"""

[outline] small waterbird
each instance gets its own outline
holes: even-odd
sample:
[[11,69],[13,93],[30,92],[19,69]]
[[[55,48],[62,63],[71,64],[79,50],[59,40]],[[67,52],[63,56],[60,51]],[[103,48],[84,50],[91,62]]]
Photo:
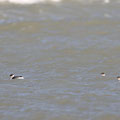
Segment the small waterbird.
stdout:
[[105,77],[105,73],[101,73],[101,76],[102,76],[102,77]]
[[120,76],[118,76],[117,79],[120,80]]

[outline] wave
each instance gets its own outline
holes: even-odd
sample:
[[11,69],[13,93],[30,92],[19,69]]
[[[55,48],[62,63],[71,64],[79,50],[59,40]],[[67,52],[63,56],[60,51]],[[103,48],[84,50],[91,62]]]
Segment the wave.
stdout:
[[15,4],[36,4],[40,2],[61,2],[62,0],[0,0],[0,2],[8,2]]
[[81,3],[94,3],[94,2],[100,2],[108,4],[110,2],[120,2],[120,0],[0,0],[0,2],[8,2],[8,3],[15,3],[15,4],[36,4],[36,3],[47,3],[47,2],[53,2],[53,3],[59,3],[63,1],[74,1],[74,2],[81,2]]

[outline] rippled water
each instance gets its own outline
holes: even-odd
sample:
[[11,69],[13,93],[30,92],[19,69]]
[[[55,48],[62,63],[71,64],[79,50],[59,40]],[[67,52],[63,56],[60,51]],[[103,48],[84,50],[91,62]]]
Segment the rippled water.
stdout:
[[119,6],[0,4],[0,120],[119,120]]

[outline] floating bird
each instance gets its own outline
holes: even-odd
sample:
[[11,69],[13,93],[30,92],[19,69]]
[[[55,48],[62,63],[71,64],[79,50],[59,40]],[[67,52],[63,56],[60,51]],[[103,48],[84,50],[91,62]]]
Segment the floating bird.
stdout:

"""

**Directions**
Starting at the line that contains "[outline] floating bird" and ending at the last line of the records, set those lines out as a numbered list, omitting any blank lines.

**The solution**
1. [outline] floating bird
2. each instance gets its own outline
3. holes: even-odd
4. sample:
5. [[11,69],[13,93],[30,92],[19,69]]
6. [[[55,48],[62,63],[71,64],[79,50],[59,40]],[[67,52],[63,56],[60,51]],[[103,48],[84,50],[91,62]]]
7. Segment the floating bird.
8. stdout:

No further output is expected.